Restrukturisasi kredit, Anggota DPR: Perhatikan likuiditas perbankan
4 Mei 2020 08:42 WIB
Ilustrasi-Aktivitas pekerja mebel di salah satu UMKM di Kabupaten Sukoharjo. UMKM menjadi bagian dari debitur yang mengajukan restrukturisasi. (ANTARA/Aris Wasita)
Jakarta (ANTARA) - Anggota Komisi XI DPR RI Puteri Anetta Komarudin mengapresiasi program restrukturisasi kredit dalam rangka mengatasi dampak pandemi COVID-19 terhadap perekonomian warga, tetapi juga perlu diperhatikan kondisi likuiditas perbankan.
"Kebijakan restrukturisasi kredit bagi UMKM terdampak COVID-19 memang di satu sisi memberikan waktu tambahan bagi pelaku usaha untuk menyelamatkan kelangsungan usahanya. Namun, kebijakan ini menjadi tantangan tersendiri bagi bank-bank kecil karena dapat menekan likuiditas perbankan," kata Puteri Anetta Komarudin dalam rilis di Jakarta, Senin.
Menurut Puteri, hal tersebut terjadi seiring berkurangnya cash inflow (aliran dana tunai) dari angsuran kredit nasabah, yang dihadapkan bersamaan dengan pemenuhan kewajiban dana pihak ketiga serta penarikan dana nasabah yang dipicu wabah pandemi.

━━━━━━━━━━━━━━━━━━━━

» KETENTUAN LATIHAN
Tuliskan kembali secara persis bagian berita tentang restrukturisasi kredit di atas yang dibuka dengan kata-kata yang memuat "Menurut Puteri, hal" dan ditutup dengan "dipicu wabah pandemi.".

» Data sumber
━━━━━━━━━━━━━━━━━━━━

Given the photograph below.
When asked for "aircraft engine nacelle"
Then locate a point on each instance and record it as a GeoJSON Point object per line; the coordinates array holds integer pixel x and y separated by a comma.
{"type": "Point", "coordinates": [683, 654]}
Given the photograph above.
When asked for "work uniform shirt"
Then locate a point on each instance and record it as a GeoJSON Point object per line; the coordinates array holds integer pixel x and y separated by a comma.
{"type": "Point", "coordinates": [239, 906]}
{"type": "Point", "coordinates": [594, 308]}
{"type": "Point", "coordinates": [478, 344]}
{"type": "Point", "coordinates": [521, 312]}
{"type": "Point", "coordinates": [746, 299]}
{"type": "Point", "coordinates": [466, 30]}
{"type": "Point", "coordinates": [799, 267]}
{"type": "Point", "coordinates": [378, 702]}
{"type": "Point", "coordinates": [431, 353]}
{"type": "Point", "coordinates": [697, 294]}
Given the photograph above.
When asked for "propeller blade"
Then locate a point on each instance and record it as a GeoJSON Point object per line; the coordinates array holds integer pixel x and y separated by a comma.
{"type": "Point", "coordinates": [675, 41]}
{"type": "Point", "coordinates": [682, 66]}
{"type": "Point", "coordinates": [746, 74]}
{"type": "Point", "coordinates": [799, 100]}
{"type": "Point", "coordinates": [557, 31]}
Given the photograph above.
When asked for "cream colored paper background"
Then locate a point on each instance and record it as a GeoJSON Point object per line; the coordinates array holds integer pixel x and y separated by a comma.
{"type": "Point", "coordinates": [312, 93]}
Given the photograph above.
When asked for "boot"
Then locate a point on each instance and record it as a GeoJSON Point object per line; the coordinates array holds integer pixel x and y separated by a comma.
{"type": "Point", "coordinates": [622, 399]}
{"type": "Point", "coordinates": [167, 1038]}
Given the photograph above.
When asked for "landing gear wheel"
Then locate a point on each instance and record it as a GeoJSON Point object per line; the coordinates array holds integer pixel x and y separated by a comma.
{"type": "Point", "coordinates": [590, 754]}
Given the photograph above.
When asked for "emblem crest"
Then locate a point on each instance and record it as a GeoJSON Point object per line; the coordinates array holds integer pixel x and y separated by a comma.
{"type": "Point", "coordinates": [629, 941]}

━━━━━━━━━━━━━━━━━━━━

» JAWABAN TERTULIS
Menurut Puteri, hal tersebut terjadi seiring berkurangnya cash inflow (aliran dana tunai) dari angsuran kredit nasabah, yang dihadapkan bersamaan dengan pemenuhan kewajiban dana pihak ketiga serta penarikan dana nasabah yang dipicu wabah pandemi.